• Quoted passage
Firstly i want to say i don't think all long distance relationships are doomed. I mean some have to work or else no one would even bother trying. I can see where some of the comments are coming from because there is only so long you can go without actually wanting the physical contact from someone and sadly there isn't a messaging service in the world that will fix that. 

When i first spoke to a friend of mine about having a long distance relationship she pretty much ridiculed me for it. Her exact words were 'It's no different from having a crush on a celebrity because all they are is an image on a screen' . There were a lot of other catty comments but that's one of the ones that stuck out. That and the repeated comments that he was probably seeing other people online

I have just been through the whole long distance relationship thing. I say it was long distance it was a few hundred miles and we never met up because it was just something that had never come up. Then about two months ago we met up for the first time and things seemed great. After meeting a second time, everything changed and he totally lost interest in everything. He said that his feelings for me in the flesh were different to how he had felt online. We had been online together for two years i might add.


----------



## BearHug2013 (May 20, 2013)

sophie lou said:


> Firstly i want to say i don't think all long distance relationships are doomed. I mean some have to work or else no one would even bother trying. I can see where some of the comments are coming from because there is only so long you can go without actually wanting the physical contact from someone and sadly there isn't a messaging service in the world that will fix that.

• Raw data
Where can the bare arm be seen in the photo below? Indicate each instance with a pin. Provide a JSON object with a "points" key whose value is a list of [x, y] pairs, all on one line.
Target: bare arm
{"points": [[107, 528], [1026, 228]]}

• What is being asked
Rewrite the forum thread from "I have just" up to and including "(May 20, 2013)", substituting "three years" for every "two years".

• Output for this exercise
I have just been through the whole long distance relationship thing. I say it was long distance it was a few hundred miles and we never met up because it was just something that had never come up. Then about two months ago we met up for the first time and things seemed great. After meeting a second time, everything changed and he totally lost interest in everything. He said that his feelings for me in the flesh were different to how he had felt online. We had been online together for three years i might add.


----------



## BearHug2013 (May 20, 2013)